━━━━━ Records supplied ━━━━━

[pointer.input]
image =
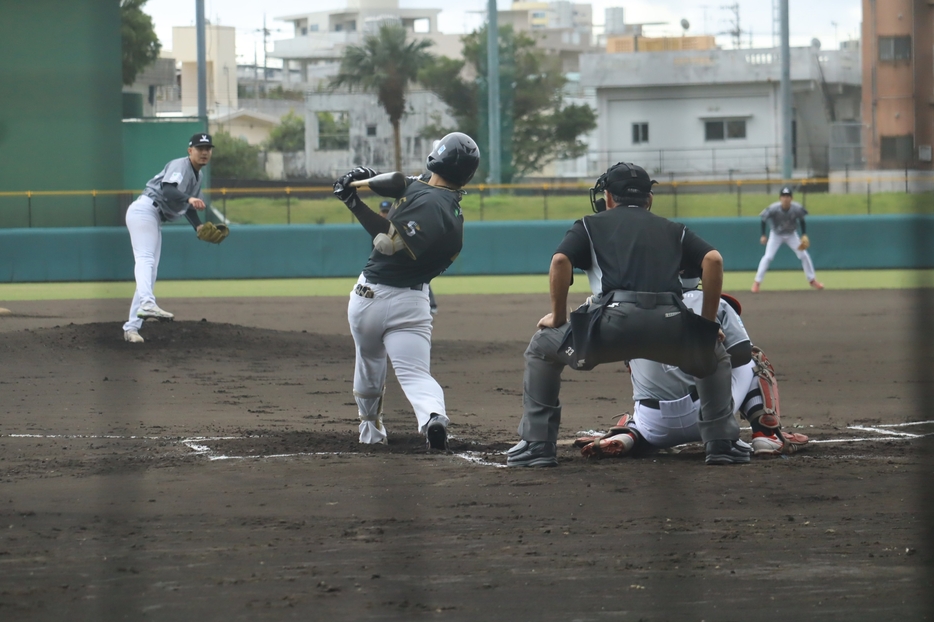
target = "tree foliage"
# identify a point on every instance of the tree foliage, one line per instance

━━━━━
━━━━━ Records supplied ━━━━━

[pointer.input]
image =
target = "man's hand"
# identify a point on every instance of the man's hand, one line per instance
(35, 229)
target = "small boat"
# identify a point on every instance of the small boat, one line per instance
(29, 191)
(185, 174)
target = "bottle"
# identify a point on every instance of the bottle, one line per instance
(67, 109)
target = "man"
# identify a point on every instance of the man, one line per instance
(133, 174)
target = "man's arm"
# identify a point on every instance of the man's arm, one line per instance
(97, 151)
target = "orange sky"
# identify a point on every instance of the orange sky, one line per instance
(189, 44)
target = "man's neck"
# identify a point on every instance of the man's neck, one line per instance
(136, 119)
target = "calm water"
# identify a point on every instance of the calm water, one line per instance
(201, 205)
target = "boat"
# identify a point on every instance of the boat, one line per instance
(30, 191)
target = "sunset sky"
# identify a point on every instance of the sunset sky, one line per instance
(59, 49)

━━━━━

# [Exercise task]
Show every line of the records that contains the string "hand". Case counts.

# [Complete answer]
target = "man's hand"
# identify a point on every instance of the man's hand, one line per instance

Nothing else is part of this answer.